PROVIDED PASSAGE:

— START —

General comments and suggestions for authors:
Since you are using DEM data in your study, it is important to provide information on the topography of the study area in section 2.1.
Please provide the preprocessing level of the S2 data in the text as well (L1C) besides Table 1. Why weren’t the L2A level S-2 products used instead? Why weren’t any atmospheric corrections applied to the S2 data?
What is the red box in the figure 1? In combination with figure 4 it gives the impression of a test area, where the methodology was tested and a broader area, where the methodology was applied. If this is the case, name your two study areas (eg “test area” and “study area”) so it can be clear from the beginning of the paper. Also, clearly name the areas in the legend of Figure 1. In regard to this, it must also be clearly stated in the text, from which study area the reference samples came from.
I believe Table 7 illegible to the reader. Perhaps this table could be turned into a graph, similar to Figure 6, with a separate graph for each class. Or maybe colors could be added to highlight the large values in the table.
Comments by line:
141 What is the red box in the figure? Please delineate the exact study area boundaries or if the red box represents them, add it to the legend of the map accordingly.
168 Why is “undefined peatland boundaries” considered a threat? This statement is too general.
195 The creation of only one composite S2 image for the whole year would produce errors due to the changes in seasons. Why was there only one composite created instead of two (eg. one for the wet season and one for dry season)?

— END —

[Entries from a pointing dataset]
— START —

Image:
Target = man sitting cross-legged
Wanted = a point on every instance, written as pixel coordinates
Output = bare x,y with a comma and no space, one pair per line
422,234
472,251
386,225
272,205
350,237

— END —
— START —

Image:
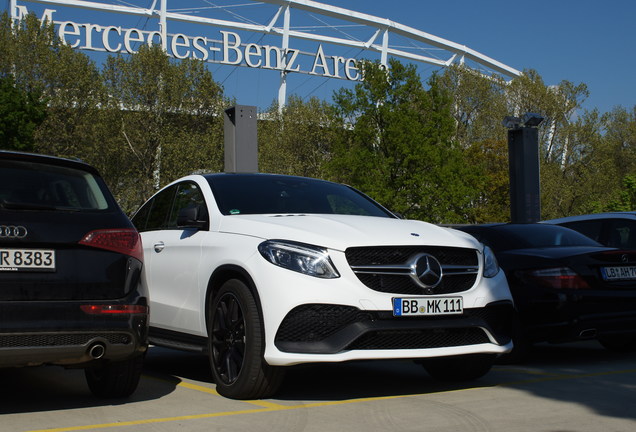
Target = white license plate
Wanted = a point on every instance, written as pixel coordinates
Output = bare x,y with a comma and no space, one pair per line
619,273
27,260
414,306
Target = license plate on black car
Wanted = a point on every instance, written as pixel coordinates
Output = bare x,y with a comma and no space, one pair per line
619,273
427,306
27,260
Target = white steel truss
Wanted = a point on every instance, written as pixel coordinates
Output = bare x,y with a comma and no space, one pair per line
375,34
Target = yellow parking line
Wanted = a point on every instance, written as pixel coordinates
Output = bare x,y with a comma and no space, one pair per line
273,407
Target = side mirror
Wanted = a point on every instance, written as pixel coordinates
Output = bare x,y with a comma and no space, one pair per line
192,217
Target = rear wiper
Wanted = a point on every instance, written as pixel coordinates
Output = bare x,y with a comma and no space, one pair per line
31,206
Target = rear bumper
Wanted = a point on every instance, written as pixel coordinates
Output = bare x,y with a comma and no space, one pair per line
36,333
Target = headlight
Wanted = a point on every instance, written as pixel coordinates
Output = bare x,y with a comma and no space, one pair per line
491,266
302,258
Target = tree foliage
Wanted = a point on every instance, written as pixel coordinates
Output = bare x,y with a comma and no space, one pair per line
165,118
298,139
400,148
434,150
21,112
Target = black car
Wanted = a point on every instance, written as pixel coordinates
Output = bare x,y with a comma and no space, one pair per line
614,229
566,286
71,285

— END —

WHAT THIS EXERCISE ASKS:
a. What does the reviewer comments on the peatland study suggest Table 7 could be turned into?
b. Reproduce the reviewer comments on the peatland study from "What is the red box in the figure 1?" up to and including "in the table.".
c. Pick up the reviewer comments on the peatland study after their last sentence and continue them.

TASK-BY-TASK RESULTS:
a. A graph similar to Figure 6, with a separate graph for each class.

b.
What is the red box in the figure 1? In combination with figure 4 it gives the impression of a test area, where the methodology was tested and a broader area, where the methodology was applied. If this is the case, name your two study areas (eg “test area” and “study area”) so it can be clear from the beginning of the paper. Also, clearly name the areas in the legend of Figure 1. In regard to this, it must also be clearly stated in the text, from which study area the reference samples came from.
I believe Table 7 illegible to the reader. Perhaps this table could be turned into a graph, similar to Figure 6, with a separate graph for each class. Or maybe colors could be added to highlight the large values in the table.

c.
196 What benefit did the mean composite of the 40-60 percentile range offer over the mean composite of the full range of values?
215 Were any GIS techniques applied to achieve uniformity of reference data? Was any minimum distance used?
227 Since training samples were collected as polygons and test samples in the form of points, in what unit are the reference samples presented in the table? Pixels, polygons?
430-432 It is evident from the accuracy metrics in table 6 that the inclusion of the DEM-derived information improved the discrimination of high-vegetation classes (forest, coconut, rubber, palm, sparse) as well as built-up areas. This indicates that the DEM information may work more as a DSM information rather than true topography information. This should be highlighted in the discussion section.
430 Important variables may occur in RF because a feature (eg elevation) might have considerable differences in its value range. Were all the features rescaled to the same range before performing variable importance?
435-437 It might be better for this sentence to be moved in the discussion section.
447-449 It might be better for this sentence to be moved in the discussion section.
451-454 It might be better for this sentence to be moved in the discussion section.
456-457 It might be better for this sentence to be moved in the discussion section.
468-474 It might be better for this sentence to be moved in the discussion section.
477-491 It might be better for this sentence to be moved in the discussion section.
Author Response
Please see the attachment.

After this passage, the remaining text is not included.